(Collection entries)
..........
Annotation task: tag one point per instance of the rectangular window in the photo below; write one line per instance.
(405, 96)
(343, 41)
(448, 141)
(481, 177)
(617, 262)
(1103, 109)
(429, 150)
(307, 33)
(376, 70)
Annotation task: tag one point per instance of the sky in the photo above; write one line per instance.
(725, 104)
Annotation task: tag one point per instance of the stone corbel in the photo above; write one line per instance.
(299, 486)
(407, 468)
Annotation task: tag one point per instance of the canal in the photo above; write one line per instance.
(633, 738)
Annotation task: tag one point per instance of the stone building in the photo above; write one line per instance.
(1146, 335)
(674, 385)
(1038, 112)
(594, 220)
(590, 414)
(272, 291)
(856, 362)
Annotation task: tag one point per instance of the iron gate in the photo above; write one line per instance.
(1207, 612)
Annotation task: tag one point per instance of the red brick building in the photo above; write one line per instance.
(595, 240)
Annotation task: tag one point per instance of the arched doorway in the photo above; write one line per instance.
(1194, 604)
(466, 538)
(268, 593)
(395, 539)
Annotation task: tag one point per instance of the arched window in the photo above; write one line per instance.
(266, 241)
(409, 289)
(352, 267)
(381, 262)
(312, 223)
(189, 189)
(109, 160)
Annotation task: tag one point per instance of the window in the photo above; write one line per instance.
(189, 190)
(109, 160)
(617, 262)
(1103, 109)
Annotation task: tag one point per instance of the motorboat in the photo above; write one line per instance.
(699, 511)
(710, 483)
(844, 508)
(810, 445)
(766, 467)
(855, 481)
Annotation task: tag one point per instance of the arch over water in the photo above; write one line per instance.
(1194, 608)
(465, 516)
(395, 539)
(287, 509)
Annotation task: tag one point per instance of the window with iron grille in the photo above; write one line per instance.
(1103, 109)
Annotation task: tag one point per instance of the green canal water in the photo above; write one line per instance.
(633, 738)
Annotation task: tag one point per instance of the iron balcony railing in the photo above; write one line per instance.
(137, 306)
..........
Lay out the stretch of the listing from the line containing "the arched doorway" through the end of the listing as a Markdown table with the columns Row and Line. Number each row and omit any blank lines.

| Row | Line |
|---|---|
| 1 | Annotation task: tag one point per instance of the arched doorway in the photo above; write one line per instance. |
| 2 | (1194, 604) |
| 3 | (466, 538) |
| 4 | (268, 593) |
| 5 | (395, 539) |
| 6 | Annotation task: tag one point per instance of the arched window in the photo above; write one line per instance. |
| 7 | (266, 241) |
| 8 | (409, 289) |
| 9 | (352, 267) |
| 10 | (381, 262) |
| 11 | (312, 223) |
| 12 | (189, 189) |
| 13 | (109, 160) |
| 14 | Annotation task: tag one point per instance of the window in the photo above; write one line per instance. |
| 15 | (189, 190) |
| 16 | (109, 160) |
| 17 | (617, 262) |
| 18 | (1103, 109) |
| 19 | Annotation task: tag one point per instance of the motorboat in the photo above; write one line per instance. |
| 20 | (699, 511) |
| 21 | (710, 483) |
| 22 | (844, 508) |
| 23 | (810, 445) |
| 24 | (766, 467) |
| 25 | (855, 481) |
| 26 | Annotation task: tag one point per instance of the arch over water in the photo above; write one line per instance. |
| 27 | (1194, 608) |
| 28 | (465, 516) |
| 29 | (395, 539) |
| 30 | (287, 509) |
| 31 | Annotation task: tag one point per instance of the window with iron grille in the photo above; write one line per instance. |
| 32 | (1103, 109) |
| 33 | Annotation task: tag one point per instance of the green canal water in the photo above; write one line per instance. |
| 34 | (633, 738) |
| 35 | Annotation task: tag one point per instance of the iron balcony railing in the photo above; write one line per instance. |
| 36 | (137, 306) |